══ 検討用本文 ══
11)コミュニケーション論
1日目は講義とロールプレイが行われた。2日目も講義の後、模擬患者に参加していただきトレーニング・セッションが持たれた。患者や家族とのコミュニケーションにおいては、「内容」ともうひとつ「感情・気持ち=メッセージ」を指し示す「キュー」を見逃さない観察力と感性が必要とされ、カウンセリングにおいては、「他者受容」できるには「自己受容」ができること、そのためには自己防衛規制をとり客観的事実を受け入れる訓練が必要とされる。実際のトレーニングでは、オープニング→傾聴→情報収集→共感的コミュニケーション→説明・真実告知・教育→マネージメント→クロージングのプロセスを踏まえて行うという指導を受け、各セッションごとの振り返りと技術指導があった。
トレーニングや実習において、「有効な沈黙」および「開かれた共感」を表現することが難しいと感じた。現場において自己訓練をしていきたい。私にとって同情と共感の違い、および共感したことをどのように扱うかとしり課題があった。感情の取り込みと内的反応の後、患者が自分の気持ちを整理できるように再対象化して、次のステップに導くことが看護婦のコミュニケーションにおける役割であると学ぶことができた。
═══
▶ _学習課題_:
1 – コミュニケーション論の本文によると、実際のトレーニングはどのプロセスを順に踏まえて行うよう指導されましたか。すべて挙げてください。
2 – コミュニケーション論の本文を、最後の文の後から書き継いでください。
この後に置かれた項目は、コミュニケーション論の本文とは別の資料です。
══ データ抜粋 ══
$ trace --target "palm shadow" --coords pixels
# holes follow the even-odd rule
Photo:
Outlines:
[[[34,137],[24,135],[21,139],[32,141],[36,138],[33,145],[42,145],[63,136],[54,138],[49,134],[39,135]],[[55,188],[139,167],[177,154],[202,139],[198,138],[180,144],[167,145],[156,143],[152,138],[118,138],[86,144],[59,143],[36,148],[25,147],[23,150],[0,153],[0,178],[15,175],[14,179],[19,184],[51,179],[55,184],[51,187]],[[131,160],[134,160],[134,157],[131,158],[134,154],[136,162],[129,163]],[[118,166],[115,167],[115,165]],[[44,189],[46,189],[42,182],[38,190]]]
═══
▶ _解答一覧_:
1 – オープニング、傾聴、情報収集、共感的コミュニケーション、説明・真実告知・教育、マネージメント、クロージング

2 –
まとめ
このたびの研修は、自己施設のPCU開設のために緩和ケアの基礎を学ぶことにあり、このレポートは基礎を中心にまとめた。実習においては、参考となる施設の充実性に欠ける面はあったが、このことはかえってチーム医療と全人的ケアの本質について深い感慨を持って知ることができ、研修の成果は十分に達せられたと考える。
PCU開設に向けて学んだことを病院全体やそれに関わるスタッフに還元し、広く共通認識とすることが次の課題である。また、研修センター一回生である同窓の方々も大切な財産となり、積極的に情報を交換し合い、私の支えとなってくれることを願う。